Verdade que o tema causa estranheza e muitas vezes repulsa, sob a tese de que a formatação das peças é de livre escolha do profissional. Assim, para que se evite a regulamentação, é importante que os operadores do direito reflitam sobre o que usar e o que não usar em suas redações.

Para que se decida sobre o uso ou não dos recursos visuais, antes é preciso entender a origem do visual law, pelo que se recomenda a leitura de textos a respeito. Após compreender o instituto, o operador do direito deve refletir sobre dois aspectos para verificar se o uso do recurso visual é ou não adequado: a quem se dirige a petição e a finalidade da imagem.

────

**Exercício 1**
Transcreva do texto em estudo o trecho que vai de "Verdade que o" até "em suas redações.", inclusive.
**Exercício 2**
Responda às perguntas abaixo com base no texto em estudo.
(a) Sob que tese o tema causa estranheza e muitas vezes repulsa?
(b) Para que se evite a regulamentação, o que é importante que os operadores do direito façam?
(c) Quais são os dois aspectos sobre os quais o operador do direito deve refletir para verificar se o uso do recurso visual é adequado?

**Material fornecido**
────

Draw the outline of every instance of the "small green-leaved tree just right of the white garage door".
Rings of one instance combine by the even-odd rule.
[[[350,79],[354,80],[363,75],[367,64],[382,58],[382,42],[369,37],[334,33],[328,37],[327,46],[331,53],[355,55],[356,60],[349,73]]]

────

**Resposta 1**
Verdade que o tema causa estranheza e muitas vezes repulsa, sob a tese de que a formatação das peças é de livre escolha do profissional. Assim, para que se evite a regulamentação, é importante que os operadores do direito reflitam sobre o que usar e o que não usar em suas redações.

**Resposta 2**
(a) Sob a tese de que a formatação das peças é de livre escolha do profissional.
(b) Que reflitam sobre o que usar e o que não usar em suas redações.
(c) A quem se dirige a petição e a finalidade da imagem.